Work order A:
In the Flink post, how does the writer know that many files get lost?
Work order B:
In the Flink post, rewrite the part that opens with the words containing "I’m trying to" and closes with "fails get lost.", changing "subsecond" to "sub-second".

Excerpt:

——————————

From Juan Miguel Cejuela <jua...@tagtog.net>
Subject readFile, DataStream
Date Fri, 10 Nov 2017 11:54:23 GMT
Hi there,

I’m trying to watch a directory for new incoming files (with
StreamExecutionEnvironment#readFile) with a subsecond latency (interval
watch of ~100ms, and using the flag FileProcessingMode.PROCESS_CONTINUOUSLY

If many files come in within (under) the interval watching time, flink
doesn’t seem to get notice of the files, and as a result, the files do not
get processed. The behavior also seems undeterministic, as it likely
depends on timeouts and so on. For example, 10 new files come in
immediately (that is, essentially in parallel) and perhaps 3 files get
processed, but the rest 7 don’t.

I’ve extended and created my own FileInputFormat, for which I don’t do much
more than in the open function, log when a new file comes in. That’s how I
know that many fails get lost.

On the other hand, when I restart flink, *all* the files in the directory
are immediately processed. This is the expected behavior and works fine.

The situation of unprocessed files is a bummer.

Am I doing something wrong? Do I need to set something in the
configuration? Is it a bug in Flink?

Hopefully I described my problem clearly.

Thank you.

——————————

Records shown:
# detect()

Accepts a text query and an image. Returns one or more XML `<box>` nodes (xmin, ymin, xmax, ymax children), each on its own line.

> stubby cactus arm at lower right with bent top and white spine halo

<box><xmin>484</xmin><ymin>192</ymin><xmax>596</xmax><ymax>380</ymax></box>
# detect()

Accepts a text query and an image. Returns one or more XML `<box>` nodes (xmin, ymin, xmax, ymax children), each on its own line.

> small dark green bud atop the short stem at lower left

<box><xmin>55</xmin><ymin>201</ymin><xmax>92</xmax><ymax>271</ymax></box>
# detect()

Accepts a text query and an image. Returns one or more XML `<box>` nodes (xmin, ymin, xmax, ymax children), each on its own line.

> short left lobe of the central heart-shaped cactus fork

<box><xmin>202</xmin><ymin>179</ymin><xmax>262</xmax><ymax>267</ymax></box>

——————————

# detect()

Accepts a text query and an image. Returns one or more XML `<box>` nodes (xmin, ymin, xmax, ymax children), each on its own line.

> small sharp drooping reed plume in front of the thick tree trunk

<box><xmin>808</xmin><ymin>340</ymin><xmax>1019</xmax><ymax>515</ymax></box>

——————————

Exercise response A:
The writer built a custom FileInputFormat that logs in its open function whenever a new file comes in. Those logs show that many of the files are never picked up.

Exercise response B:
I’m trying to watch a directory for new incoming files (with
StreamExecutionEnvironment#readFile) with a sub-second latency (interval
watch of ~100ms, and using the flag FileProcessingMode.PROCESS_CONTINUOUSLY

If many files come in within (under) the interval watching time, flink
doesn’t seem to get notice of the files, and as a result, the files do not
get processed. The behavior also seems undeterministic, as it likely
depends on timeouts and so on. For example, 10 new files come in
immediately (that is, essentially in parallel) and perhaps 3 files get
processed, but the rest 7 don’t.

I’ve extended and created my own FileInputFormat, for which I don’t do much
more than in the open function, log when a new file comes in. That’s how I
know that many fails get lost.